Reproduce the records below line for line, with every character unchanged, and omit the pictures from your output.

┄┄┄┄┄┄┄┄┄┄

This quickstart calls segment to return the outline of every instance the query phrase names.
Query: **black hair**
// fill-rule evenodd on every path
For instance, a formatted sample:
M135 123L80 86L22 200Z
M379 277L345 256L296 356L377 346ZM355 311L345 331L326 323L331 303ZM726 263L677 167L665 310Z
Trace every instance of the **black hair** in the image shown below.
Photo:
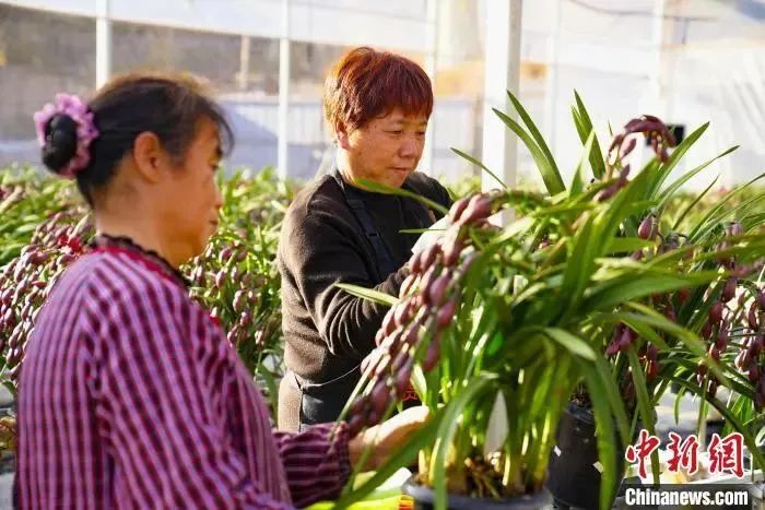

┄┄┄┄┄┄┄┄┄┄

# [FINISHED TASK]
This quickstart calls segment to return the outline of every instance the query phrase names.
Query: **black hair**
// fill-rule evenodd on every path
For instance, a formatted sample:
M135 123L80 86L22 200Z
M379 277L345 256L296 356L377 346ZM355 311L345 331L326 323L331 303ZM726 263L677 167L665 310Z
Trace every instance of the **black hair** in the image shown below.
Photo:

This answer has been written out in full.